**GIVEN TEXT**

══════════════════════════════

Although levels of p27 protein oscillate during the cell cycle, p27 mRNA levels remain almost the same throughout the cell cycle. p27 protein levels are mainly regulated through degradation by ubiquitin-dependent proteolysis.⁶ A chain of ubiquitin adheres to the target protein by ubiquitin-activating enzyme, ubiquitin-conjugating enzyme, and ubiquitin ligase. Then, the target protein is degradated by the 26-S proteasome.⁷ An F-box protein is the substrate recognition subunit of a ubiquitin ligase referred to as the S-phase kinase-associated protein (Skp) 1, cullin (Cul) 1, regulator of cullins (Roc) 1/RING box protein (Rbx) 1, and F-box protein (SCF) complex,⁶ and Skp2 has been identified as one of the F-box proteins required for the ubiquitination and consequent degradation of p27 both in vivo and in vitro.⁶

Several studies have indicated that there is a possible relationship between Skp2 expression and the aggressiveness of malignant tumors.^8-17 Furthermore, both high levels of Skp2 and low levels of p27 have been related with a high grade of malignancy in oral squamous cell cancer, lymphoma, and gastric carcinoma.^8-11

We previously reported that the reduced p27 protein level in tumor tissue was significantly associated with poor prognosis in curatively resected non–small-cell lung cancer (NSCLC).⁵ Here, we investigated Skp2 expression level, especially in regard to the relationship with the level of p27 expression in patients with NSCLC. In addition, we investigated whether Skp2 small interfering RNA (siRNA) could have a therapeutic use in NSCLC.

══════════════════════════════

[Dataset entries]
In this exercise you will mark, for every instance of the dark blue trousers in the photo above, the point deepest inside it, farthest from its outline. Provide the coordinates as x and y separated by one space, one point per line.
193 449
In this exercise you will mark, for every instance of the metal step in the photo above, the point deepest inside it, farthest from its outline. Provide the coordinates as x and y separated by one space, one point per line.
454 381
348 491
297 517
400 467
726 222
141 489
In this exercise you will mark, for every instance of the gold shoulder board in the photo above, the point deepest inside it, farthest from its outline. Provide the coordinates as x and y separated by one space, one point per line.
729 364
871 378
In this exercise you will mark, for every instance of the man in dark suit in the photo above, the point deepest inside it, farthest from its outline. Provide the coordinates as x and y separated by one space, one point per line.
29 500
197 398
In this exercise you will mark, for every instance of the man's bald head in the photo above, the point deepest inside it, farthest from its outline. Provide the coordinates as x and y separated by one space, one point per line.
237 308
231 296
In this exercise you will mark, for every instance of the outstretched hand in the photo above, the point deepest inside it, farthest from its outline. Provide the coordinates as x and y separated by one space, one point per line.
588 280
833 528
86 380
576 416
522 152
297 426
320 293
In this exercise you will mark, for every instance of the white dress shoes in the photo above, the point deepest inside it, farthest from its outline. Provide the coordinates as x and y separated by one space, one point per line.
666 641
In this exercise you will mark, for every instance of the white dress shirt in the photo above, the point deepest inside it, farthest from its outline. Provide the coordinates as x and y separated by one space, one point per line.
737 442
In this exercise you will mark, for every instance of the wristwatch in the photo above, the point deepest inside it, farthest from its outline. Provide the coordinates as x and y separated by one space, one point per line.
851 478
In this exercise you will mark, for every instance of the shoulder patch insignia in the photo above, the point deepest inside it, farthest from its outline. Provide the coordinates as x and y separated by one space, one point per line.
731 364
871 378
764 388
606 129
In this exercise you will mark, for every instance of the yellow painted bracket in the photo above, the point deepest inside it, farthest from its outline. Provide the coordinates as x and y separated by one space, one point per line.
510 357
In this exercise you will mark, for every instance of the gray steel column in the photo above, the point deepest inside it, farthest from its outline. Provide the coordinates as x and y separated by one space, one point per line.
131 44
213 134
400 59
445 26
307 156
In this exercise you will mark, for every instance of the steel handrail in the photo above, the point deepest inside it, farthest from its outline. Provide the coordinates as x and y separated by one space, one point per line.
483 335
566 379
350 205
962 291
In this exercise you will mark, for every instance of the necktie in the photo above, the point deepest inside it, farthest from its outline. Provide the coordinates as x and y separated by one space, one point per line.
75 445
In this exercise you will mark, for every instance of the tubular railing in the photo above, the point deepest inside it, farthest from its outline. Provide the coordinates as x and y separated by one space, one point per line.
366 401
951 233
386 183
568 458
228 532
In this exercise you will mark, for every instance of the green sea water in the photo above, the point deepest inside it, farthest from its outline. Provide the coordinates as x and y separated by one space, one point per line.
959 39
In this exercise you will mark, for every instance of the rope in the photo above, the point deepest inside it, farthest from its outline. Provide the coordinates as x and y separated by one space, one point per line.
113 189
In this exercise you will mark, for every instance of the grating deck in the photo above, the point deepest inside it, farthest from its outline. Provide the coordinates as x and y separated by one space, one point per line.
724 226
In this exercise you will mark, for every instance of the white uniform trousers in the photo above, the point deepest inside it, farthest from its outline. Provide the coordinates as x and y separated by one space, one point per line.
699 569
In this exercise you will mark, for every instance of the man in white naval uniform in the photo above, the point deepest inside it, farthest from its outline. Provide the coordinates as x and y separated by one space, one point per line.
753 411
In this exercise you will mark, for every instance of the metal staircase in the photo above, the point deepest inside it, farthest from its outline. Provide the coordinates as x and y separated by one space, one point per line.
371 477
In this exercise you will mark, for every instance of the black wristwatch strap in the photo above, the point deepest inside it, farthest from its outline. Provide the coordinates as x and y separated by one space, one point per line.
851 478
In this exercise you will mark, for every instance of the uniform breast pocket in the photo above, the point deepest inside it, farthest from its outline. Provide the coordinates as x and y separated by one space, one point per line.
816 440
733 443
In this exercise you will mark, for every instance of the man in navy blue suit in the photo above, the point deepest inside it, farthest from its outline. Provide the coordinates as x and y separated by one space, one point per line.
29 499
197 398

══════════════════════════════

**WHAT TO WORK ON**
Reproduce the passage on p27 and Skp2 beginning at the words "Several studies have" and stopping after "use in NSCLC.", substituting "unfavorable outcome" for "poor prognosis".

**OUTPUT**
Several studies have indicated that there is a possible relationship between Skp2 expression and the aggressiveness of malignant tumors.^8-17 Furthermore, both high levels of Skp2 and low levels of p27 have been related with a high grade of malignancy in oral squamous cell cancer, lymphoma, and gastric carcinoma.^8-11

We previously reported that the reduced p27 protein level in tumor tissue was significantly associated with unfavorable outcome in curatively resected non–small-cell lung cancer (NSCLC).⁵ Here, we investigated Skp2 expression level, especially in regard to the relationship with the level of p27 expression in patients with NSCLC. In addition, we investigated whether Skp2 small interfering RNA (siRNA) could have a therapeutic use in NSCLC.